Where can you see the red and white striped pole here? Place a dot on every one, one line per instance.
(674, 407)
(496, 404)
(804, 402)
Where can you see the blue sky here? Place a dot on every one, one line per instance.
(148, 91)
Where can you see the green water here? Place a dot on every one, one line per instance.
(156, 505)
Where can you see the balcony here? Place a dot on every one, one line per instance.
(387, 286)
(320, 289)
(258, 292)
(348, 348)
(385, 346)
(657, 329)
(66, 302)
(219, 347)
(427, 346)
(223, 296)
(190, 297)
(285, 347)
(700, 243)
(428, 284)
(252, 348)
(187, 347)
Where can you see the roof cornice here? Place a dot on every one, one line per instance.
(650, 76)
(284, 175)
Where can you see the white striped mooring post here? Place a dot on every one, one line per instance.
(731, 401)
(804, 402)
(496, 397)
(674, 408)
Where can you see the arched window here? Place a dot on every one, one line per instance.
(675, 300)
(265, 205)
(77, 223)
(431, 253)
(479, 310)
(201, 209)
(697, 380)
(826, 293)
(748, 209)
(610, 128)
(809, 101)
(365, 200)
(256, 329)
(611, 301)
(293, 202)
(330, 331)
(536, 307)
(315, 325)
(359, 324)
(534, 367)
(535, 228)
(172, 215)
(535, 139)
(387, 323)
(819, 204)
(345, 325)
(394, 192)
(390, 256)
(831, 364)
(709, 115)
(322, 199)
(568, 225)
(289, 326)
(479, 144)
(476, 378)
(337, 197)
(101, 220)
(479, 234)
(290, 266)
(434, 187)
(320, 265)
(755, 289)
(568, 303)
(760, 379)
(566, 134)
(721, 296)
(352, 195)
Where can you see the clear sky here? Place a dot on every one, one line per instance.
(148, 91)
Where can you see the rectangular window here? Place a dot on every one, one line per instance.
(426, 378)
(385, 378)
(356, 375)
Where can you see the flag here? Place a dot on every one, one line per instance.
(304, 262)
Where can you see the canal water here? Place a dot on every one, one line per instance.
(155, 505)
- - - -
EXERCISE ▸ Rewrite all of the data above with "Place a dot" changed to "Put a point" wherever it occurs, keeping every other character the same.

THE OUTPUT ▸
Where can you see the red and white striped pole here? Put a point on every one, one line per instance.
(674, 407)
(496, 404)
(804, 402)
Where can you see the blue sky here? Put a point on every one, one line per instance.
(148, 91)
Where can you see the green water here? Put a point on every one, one line per instance.
(156, 505)
Where can you see the balcony here? Put a point on every one, one line per instance.
(387, 286)
(320, 289)
(258, 292)
(348, 348)
(385, 346)
(657, 329)
(66, 302)
(219, 347)
(427, 346)
(223, 296)
(190, 297)
(285, 347)
(700, 243)
(428, 284)
(252, 348)
(187, 347)
Where can you see the roof cornice here? Put a point on every one, one line per instance.
(650, 76)
(284, 175)
Where can you see the white striped mooring post here? Put a point on every one, one line per instance.
(731, 401)
(804, 402)
(496, 397)
(674, 408)
Where can you see the arched window here? Put a point on every one, one line per instance.
(675, 300)
(265, 205)
(77, 223)
(431, 253)
(479, 310)
(201, 209)
(697, 380)
(826, 293)
(748, 209)
(610, 128)
(809, 101)
(365, 200)
(256, 329)
(611, 301)
(293, 202)
(330, 331)
(536, 307)
(315, 325)
(359, 324)
(534, 367)
(535, 228)
(172, 215)
(535, 139)
(387, 323)
(819, 204)
(345, 325)
(394, 192)
(390, 256)
(831, 364)
(709, 115)
(322, 199)
(568, 225)
(289, 326)
(479, 144)
(476, 378)
(337, 197)
(101, 220)
(479, 234)
(290, 266)
(434, 187)
(320, 265)
(755, 289)
(568, 303)
(760, 379)
(566, 134)
(721, 296)
(352, 195)
Where can you see the clear sky here? Put a point on every one, one line per instance.
(148, 91)
Where can you see the rectangular window here? Put a point on every one, one line per instance.
(426, 378)
(385, 378)
(356, 375)
Where can you see the flag here? Put a point on every one, one line per instance.
(304, 262)
Where can you see the canal water here? Put a point on every one, one line per instance.
(155, 505)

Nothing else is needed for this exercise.